BUSINESS

WTO pharma deal collapses

By BS Bureau in New Delhi
August 30, 2003

World Trade Organisation negotiators on Friday made a last-ditch effort to salvage the deal on easier availability of life- saving medicines to poor countries, which fell through earlier in the day.

The accord would have allowed poor countries to issue compulsory licences to import cheap generic versions of patented drugs in case of a public health crisis.

A deal had appeared within their grasp until unexpected differences emerged on its interpretation. Over 20 countries, including Argentina, Venezuela and the Philippines, said the draft accord was unacceptable.

The WTO spokesperson has accepted that the discussions are stalled and it is now unlikely that an accord will be reached before the Cancun ministerial begins.

Brazil and India are major producers of generic drugs, which are cheaper copies of patented medicines, while Kenya and South Africa represented countries most affected by AIDS and malaria.

Task instructions »
1. Please list every country named in the article on the WTO pharma deal.
2. Write the next few paragraphs of the article on the collapsed WTO pharma deal, picking up after its final sentence.

[Items from a data source]

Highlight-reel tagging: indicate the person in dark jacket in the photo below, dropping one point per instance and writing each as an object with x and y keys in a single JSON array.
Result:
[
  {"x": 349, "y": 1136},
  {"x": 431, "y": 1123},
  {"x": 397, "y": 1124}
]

==

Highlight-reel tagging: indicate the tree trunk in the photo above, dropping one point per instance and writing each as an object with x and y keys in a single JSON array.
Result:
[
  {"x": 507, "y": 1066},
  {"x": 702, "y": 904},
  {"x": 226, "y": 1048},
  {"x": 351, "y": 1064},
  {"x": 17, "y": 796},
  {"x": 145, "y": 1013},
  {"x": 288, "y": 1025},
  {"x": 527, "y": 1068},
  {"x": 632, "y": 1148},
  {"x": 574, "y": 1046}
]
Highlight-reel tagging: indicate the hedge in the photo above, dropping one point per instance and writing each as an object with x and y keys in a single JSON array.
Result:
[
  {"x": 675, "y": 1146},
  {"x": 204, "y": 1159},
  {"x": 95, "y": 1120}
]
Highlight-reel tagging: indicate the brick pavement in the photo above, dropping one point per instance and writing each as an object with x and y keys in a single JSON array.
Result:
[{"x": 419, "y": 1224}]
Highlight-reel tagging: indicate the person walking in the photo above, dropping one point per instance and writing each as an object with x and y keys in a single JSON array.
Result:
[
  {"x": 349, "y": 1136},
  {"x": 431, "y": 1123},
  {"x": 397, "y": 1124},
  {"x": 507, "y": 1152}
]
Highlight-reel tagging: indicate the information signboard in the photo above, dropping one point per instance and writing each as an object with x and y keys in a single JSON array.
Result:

Task-by-task answers »
1. Argentina, Venezuela, the Philippines, Brazil, India, Kenya, South Africa

2.
Existing world trade rules allow countries -- developed or developing -- with their own domestic drugs industry to waive patents and issue compulsory licences to generics manufacturers when they face health emergencies.

Compulsory licence logjam

Poor nations allege

  • Proposed process too cumbersome
  • Making generics different from patented drug raises medicine cost

Developed countries reply

  • It promotes transparency, avoids controversy
  • Companies like Novartis and GlaxoSmithKline already have a dual product policy

But the regulations say nothing about states without their own drug industry and WTO members have been battling for nearly two years to agree on a solution.

To break the logjam, India said it was willing to negotiate further on the contentious issue if poor countries were unhappy with the deal struck with the United States.

"We will go with what the African nations want on the issue of Trips and public health. We will support them on this. For us it is not a commercial issue but a humanitarian one," SN Menon, additional secretary in the commerce ministry, said at a seminar organised by Ficci and Icrier here today.

He said India wanted to ensure that poor nations without manufacturing facilities had access to cheap medicines by resorting to compulsory licensing in case of epidemics.

Trade experts said India, Brazil, South Africa and Kenya, which thrashed the deal with the Untied States, had been pushed into a corner with some developing countries taking them as an ally of Washington.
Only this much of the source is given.